**Task to complete**
Only reproduce the lines from the line containing "In this exercise you will mark the puffy" onward, exactly, through the final line of the data below.

Stored data
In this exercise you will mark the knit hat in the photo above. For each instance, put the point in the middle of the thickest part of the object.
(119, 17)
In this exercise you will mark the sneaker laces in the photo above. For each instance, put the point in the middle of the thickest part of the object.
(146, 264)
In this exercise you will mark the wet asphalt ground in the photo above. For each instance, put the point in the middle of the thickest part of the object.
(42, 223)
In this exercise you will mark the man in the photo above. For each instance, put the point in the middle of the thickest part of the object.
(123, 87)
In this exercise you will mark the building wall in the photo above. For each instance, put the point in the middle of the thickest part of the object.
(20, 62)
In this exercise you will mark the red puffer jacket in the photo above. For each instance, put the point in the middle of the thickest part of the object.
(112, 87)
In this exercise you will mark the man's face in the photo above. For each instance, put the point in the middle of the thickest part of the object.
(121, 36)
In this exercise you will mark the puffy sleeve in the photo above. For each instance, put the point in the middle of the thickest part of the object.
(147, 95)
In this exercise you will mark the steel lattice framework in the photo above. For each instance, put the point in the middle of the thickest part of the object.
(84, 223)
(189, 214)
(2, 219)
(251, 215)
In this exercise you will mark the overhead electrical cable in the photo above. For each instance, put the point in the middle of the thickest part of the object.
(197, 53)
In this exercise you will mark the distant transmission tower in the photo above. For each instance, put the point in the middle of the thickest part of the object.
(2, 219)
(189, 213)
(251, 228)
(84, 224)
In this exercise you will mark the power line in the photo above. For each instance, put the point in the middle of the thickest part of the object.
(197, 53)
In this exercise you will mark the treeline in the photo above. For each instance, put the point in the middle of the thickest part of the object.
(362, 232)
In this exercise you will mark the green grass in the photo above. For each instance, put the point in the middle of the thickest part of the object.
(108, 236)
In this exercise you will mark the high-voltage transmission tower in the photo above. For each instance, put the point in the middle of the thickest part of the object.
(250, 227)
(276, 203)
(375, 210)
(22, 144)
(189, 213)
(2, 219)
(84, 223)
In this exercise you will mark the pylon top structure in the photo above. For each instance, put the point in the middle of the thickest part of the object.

**Expected output**
In this exercise you will mark the puffy sleeve in the photo above. For each instance, put the point in the middle of the thickest part of the object.
(147, 95)
In this exercise you will mark the steel lattice framework in the photo above. For each instance, put the point in the middle of the thickest part of the object.
(84, 223)
(189, 214)
(2, 219)
(251, 215)
In this exercise you will mark the overhead electrical cable in the photo above. For each instance, put the point in the middle of the thickest part of the object.
(197, 53)
In this exercise you will mark the distant transmission tower in the photo above. For each instance, put the point in the middle of the thickest part of the object.
(2, 219)
(189, 213)
(251, 228)
(84, 224)
In this exercise you will mark the power line in the photo above. For each instance, put the point in the middle of the thickest part of the object.
(197, 53)
In this exercise you will mark the treeline in the photo above. For each instance, put the point in the middle of the thickest part of the object.
(362, 232)
In this exercise you will mark the green grass in the photo above. For each instance, put the point in the middle of the thickest part of the object.
(108, 236)
In this exercise you will mark the high-voltage transmission tower in the photo above. For each instance, put the point in the middle of the thickest part of the object.
(250, 227)
(276, 203)
(375, 210)
(22, 144)
(189, 213)
(2, 219)
(84, 223)
In this exercise you will mark the pylon top structure in the photo above. For each instance, put the point in the middle of the thickest part of the object.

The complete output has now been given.